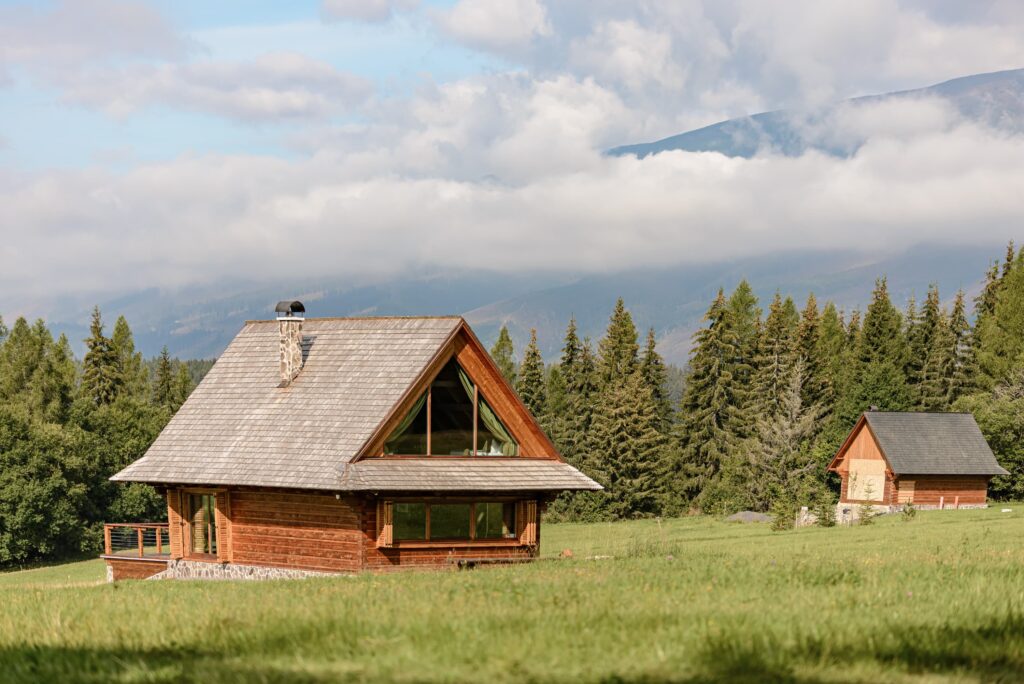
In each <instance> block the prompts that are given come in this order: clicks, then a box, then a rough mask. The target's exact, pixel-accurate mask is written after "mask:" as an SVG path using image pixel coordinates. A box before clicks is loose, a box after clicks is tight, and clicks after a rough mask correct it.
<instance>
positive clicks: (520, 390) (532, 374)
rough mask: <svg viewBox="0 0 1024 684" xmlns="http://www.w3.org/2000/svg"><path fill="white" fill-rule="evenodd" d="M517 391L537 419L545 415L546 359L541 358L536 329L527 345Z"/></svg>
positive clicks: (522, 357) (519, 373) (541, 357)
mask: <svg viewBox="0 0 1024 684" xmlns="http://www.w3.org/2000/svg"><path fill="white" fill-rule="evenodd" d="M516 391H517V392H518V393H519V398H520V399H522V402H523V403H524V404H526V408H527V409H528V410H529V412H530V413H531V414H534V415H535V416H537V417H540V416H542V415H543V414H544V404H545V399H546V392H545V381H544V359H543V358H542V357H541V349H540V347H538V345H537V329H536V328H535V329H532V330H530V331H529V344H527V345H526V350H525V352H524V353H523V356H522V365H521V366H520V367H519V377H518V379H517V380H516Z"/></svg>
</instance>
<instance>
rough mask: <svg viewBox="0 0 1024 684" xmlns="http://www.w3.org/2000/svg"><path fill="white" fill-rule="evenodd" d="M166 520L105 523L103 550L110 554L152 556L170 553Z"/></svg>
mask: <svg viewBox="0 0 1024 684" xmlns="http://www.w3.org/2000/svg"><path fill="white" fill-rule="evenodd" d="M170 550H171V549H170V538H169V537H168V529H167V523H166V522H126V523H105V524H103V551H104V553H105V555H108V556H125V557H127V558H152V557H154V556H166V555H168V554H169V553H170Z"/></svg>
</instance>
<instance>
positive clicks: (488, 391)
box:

###

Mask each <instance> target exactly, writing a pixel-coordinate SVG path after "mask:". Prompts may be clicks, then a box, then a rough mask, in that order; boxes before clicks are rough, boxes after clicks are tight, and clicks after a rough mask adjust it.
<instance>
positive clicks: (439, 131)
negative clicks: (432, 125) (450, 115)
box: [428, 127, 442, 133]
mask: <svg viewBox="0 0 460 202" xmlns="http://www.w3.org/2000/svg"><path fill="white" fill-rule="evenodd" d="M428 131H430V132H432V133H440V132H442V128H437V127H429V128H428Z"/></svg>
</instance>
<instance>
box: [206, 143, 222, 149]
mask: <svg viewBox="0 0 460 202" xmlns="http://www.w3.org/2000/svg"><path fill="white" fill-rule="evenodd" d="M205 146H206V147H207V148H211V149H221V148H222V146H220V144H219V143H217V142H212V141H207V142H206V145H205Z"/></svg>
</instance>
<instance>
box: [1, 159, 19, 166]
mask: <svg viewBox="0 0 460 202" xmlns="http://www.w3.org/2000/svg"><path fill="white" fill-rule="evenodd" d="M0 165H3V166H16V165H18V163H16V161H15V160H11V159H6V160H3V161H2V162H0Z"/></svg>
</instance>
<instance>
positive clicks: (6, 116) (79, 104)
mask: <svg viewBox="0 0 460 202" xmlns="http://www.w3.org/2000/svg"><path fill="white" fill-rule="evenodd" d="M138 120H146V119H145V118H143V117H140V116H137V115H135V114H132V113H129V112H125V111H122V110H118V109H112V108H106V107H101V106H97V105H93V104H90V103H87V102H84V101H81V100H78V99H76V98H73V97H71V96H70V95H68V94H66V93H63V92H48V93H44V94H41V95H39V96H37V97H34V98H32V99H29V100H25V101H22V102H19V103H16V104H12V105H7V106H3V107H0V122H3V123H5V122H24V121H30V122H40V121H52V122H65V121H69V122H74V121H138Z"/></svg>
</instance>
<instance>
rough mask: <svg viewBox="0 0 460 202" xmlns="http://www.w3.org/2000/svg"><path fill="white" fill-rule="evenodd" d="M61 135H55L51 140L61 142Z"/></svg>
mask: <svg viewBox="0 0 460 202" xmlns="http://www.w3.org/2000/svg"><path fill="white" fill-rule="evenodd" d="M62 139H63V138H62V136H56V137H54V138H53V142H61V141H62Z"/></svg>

###

Report every line above that contains the string "rough", copying each such line in full. Case matters.

● Response for this exercise
In each <instance> block the prompts that are given come in this order: clicks, then a box, then a rough mask. The target's exact, pixel-accurate mask is written after "mask:" as an SVG path using image pixel coordinates. A box before clicks is loose, a box after clicks is tight, and clicks after a rough mask correct it.
rough mask: <svg viewBox="0 0 1024 684" xmlns="http://www.w3.org/2000/svg"><path fill="white" fill-rule="evenodd" d="M517 391L537 419L545 415L546 359L541 358L536 329L527 345Z"/></svg>
rough mask: <svg viewBox="0 0 1024 684" xmlns="http://www.w3.org/2000/svg"><path fill="white" fill-rule="evenodd" d="M166 520L105 523L103 550L110 554L152 556L170 553Z"/></svg>
Mask each <instance> target exactly, writing a pixel-coordinate SVG path after "mask:". Prompts may be clicks, then a box, then a rough mask, in that order; boxes before clicks are rough, boxes after clicks are tight, and clicks after a rough mask adjust it.
rough mask: <svg viewBox="0 0 460 202" xmlns="http://www.w3.org/2000/svg"><path fill="white" fill-rule="evenodd" d="M61 135H55L51 140L61 142Z"/></svg>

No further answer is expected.